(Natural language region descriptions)
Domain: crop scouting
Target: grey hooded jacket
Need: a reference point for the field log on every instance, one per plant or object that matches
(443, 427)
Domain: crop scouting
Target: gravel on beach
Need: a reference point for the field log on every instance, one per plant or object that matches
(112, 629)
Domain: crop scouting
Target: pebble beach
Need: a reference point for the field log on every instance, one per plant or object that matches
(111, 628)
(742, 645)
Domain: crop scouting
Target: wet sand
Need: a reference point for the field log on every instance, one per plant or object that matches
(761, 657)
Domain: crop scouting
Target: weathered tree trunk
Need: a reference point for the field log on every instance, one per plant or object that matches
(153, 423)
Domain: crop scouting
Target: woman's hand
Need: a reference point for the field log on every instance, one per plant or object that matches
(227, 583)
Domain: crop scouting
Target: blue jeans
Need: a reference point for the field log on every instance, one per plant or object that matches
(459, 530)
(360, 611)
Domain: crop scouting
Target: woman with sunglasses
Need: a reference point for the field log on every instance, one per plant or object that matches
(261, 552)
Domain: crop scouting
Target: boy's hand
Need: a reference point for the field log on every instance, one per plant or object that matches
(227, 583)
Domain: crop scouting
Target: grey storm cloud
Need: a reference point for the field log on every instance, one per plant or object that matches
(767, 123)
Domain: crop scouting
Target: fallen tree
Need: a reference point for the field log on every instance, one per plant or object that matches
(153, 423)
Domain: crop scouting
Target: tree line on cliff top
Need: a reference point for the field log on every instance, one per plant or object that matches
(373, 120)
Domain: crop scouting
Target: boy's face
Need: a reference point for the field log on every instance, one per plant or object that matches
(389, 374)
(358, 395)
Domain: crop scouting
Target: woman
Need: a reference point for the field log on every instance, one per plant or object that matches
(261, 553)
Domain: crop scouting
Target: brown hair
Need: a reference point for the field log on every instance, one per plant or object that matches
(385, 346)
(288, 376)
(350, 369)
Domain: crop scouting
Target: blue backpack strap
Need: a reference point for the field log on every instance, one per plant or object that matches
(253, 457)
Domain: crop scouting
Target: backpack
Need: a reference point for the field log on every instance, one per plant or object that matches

**WHAT THE EXERCISE ASKS:** Render the whole set of entries again, exactly as given.

**ANSWER BOX:**
Domain: crop scouting
Target: grey hooded jacket
Need: a reference point for the field log on every instance, one per plant or object that matches
(443, 427)
Domain: crop scouting
Target: gravel on beach
Need: a reference point for the field log on every instance, one per plant or object that matches
(112, 629)
Domain: crop scouting
Target: pebble beach
Need: a reference point for the field log on every instance, one per plant or object that matches
(111, 628)
(742, 645)
Domain: crop scouting
Target: wet sand
Need: a reference point for the field log on every instance, one per plant or object that matches
(761, 657)
Domain: crop scouting
Target: weathered tree trunk
Need: a reference point for the field log on every instance, one per plant or object that matches
(153, 423)
Domain: crop scouting
Target: woman's hand
Need: a reference point for the field log on every instance, one per plant or object that matches
(227, 583)
Domain: crop scouting
Target: blue jeans
Need: a reference point for the field log on every instance, one per plant or object that matches
(459, 530)
(360, 611)
Domain: crop scouting
Target: woman with sunglasses
Need: a reference point for the field log on every instance, one per plant or object that matches
(261, 552)
Domain: crop scouting
Target: boy's hand
Need: a reference point for the field log on every instance, one per plant or object that matches
(227, 583)
Domain: crop scouting
Target: grey storm cloud
Need: a reference point for the field log on every instance, one per plant or object that matches
(767, 123)
Domain: crop scouting
Target: fallen tree
Need: a reference point for the field log on every instance, one per plant or object that matches
(153, 423)
Domain: crop scouting
Target: tree line on cliff top
Need: a reference point for the field log on every instance, one per plant or object that matches
(373, 120)
Domain: crop scouting
Target: boy's face
Need: a reference point for the field log on every instance, one per plant or object that matches
(389, 374)
(358, 395)
Domain: crop scouting
Target: woman
Need: a reference point for the field log on every instance, one per plant or object that matches
(261, 553)
Domain: crop scouting
Target: brown hair
Need: a reference point for the field log on every instance, one per plant or object that matches
(385, 346)
(288, 376)
(350, 369)
Domain: crop scouting
Target: blue backpack strap
Need: a reference point for the field log on every instance, one per plant or object that matches
(253, 457)
Domain: crop scouting
Target: backpack
Need: a reference point for the field log on every instance, one per plant or object that matches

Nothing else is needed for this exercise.